= Задание 1 =
В отрывке воспоминаний поменяйте «Самаре» на «Казани» и приведите его заново, начиная со слов «Лекцию эту мне» и вплоть до слов «Волгу у Сызрани.».
= Задание 2 =
Подхватите отрывок воспоминаний и продолжите его после последнего предложения.

Я объяснил ему цель своего прихода. Он пошел мне навстречу, обещая сделать все возможное для устройства беседы, и направил меня еще в какую-то инстанцию.

Проходя под воротами, я сказал надзирателю: «Вы меня не поняли. Я говорил о тюремном комитете». Надзиратель, улыбнувшись, махнул рукой.

Лекцию эту мне удалось устроить лишь на Рождество уже при советской власти: позволено было придти и хору «Христославов». Нам предоставлена была аудитория из заключенных неполитических. Это были преимущественно простые мужички, задержанные за спекуляцию и т. п. Как сейчас помню, с каким вниманием, выражавшимся даже в слезах, они отнеслись к евангельскому рассказу о Рождестве Христовом и к пению духовных гимнов.

Осенью 1918 г. в Самаре опять стали слышны по утрам далекие пушечные выстрелы. Со дня на день они были все слышнее. Уже взорван был знаменитый Александровский мост через Волгу у Сызрани.

= Материал =
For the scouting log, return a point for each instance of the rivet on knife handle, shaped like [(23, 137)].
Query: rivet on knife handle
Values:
--
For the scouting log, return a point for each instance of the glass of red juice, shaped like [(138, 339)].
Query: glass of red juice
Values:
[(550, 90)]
==
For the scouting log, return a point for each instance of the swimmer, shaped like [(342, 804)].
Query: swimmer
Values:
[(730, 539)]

= Ответ 1 =
Лекцию эту мне удалось устроить лишь на Рождество уже при советской власти: позволено было придти и хору «Христославов». Нам предоставлена была аудитория из заключенных неполитических. Это были преимущественно простые мужички, задержанные за спекуляцию и т. п. Как сейчас помню, с каким вниманием, выражавшимся даже в слезах, они отнеслись к евангельскому рассказу о Рождестве Христовом и к пению духовных гимнов.

Осенью 1918 г. в Казани опять стали слышны по утрам далекие пушечные выстрелы. Со дня на день они были все слышнее. Уже взорван был знаменитый Александровский мост через Волгу у Сызрани.

= Ответ 2 =
Однажды в городе было сделано официальное объявление, чтобы в известном часу во всех домах на окраине (там, где жил и я) были открыты все окна — во избежание разбития стекол, — ибо назначен был взрыв моста через реку Самарку (приток Волги). В определенное время мы видели через окно, как после взрыва оба чугунных переплета этого двойного (двухколейного) железнодорожного моста погрузились в воду.

Для меня лично эти взрывы обозначали тот печальный факт, что я был отрезан от родного дома, от Москвы.

Вечером одного дня по улицам Самары уже гарцевали красные кавалеристы. В мохнатых бараньих шапках, с развевающимися красными лентами, они мчались на маленьких сибирских конях,

 

- 67 -

потрясая воздух выстрелами вверх.

Там и сям раздавались крики ура во встречных группах рабочего люда.

В «Олимпе» стали собирать митинги рабочих. Тяжелая, накуренная атмосфера — жуткие призывы к борьбе и мести, все, чем так ужасна всякая война, а в особенности гражданская.

Я присутствовал на одном из таких митингов.

Военком X. говорил: «Вам сказано: око за око... А мы тысячу очей вырвем за одно око рабочего!»

Тут вырывалась вся накопившаяся злоба, питаемая и действительной социальной неправдой.

Но, увы, злоба не творит, а лишь разрушает, вызывая в ответ недобрые чувства.

Через некоторое время этот же военком явился в какую-то недовольную войсковую часть для увещания — и, когда он говорил, первые ряды раздвинулись — раздались выстрелы, и он пал замертво...

Я жил тогда большей частью за городом, в саду одного из моих друзей.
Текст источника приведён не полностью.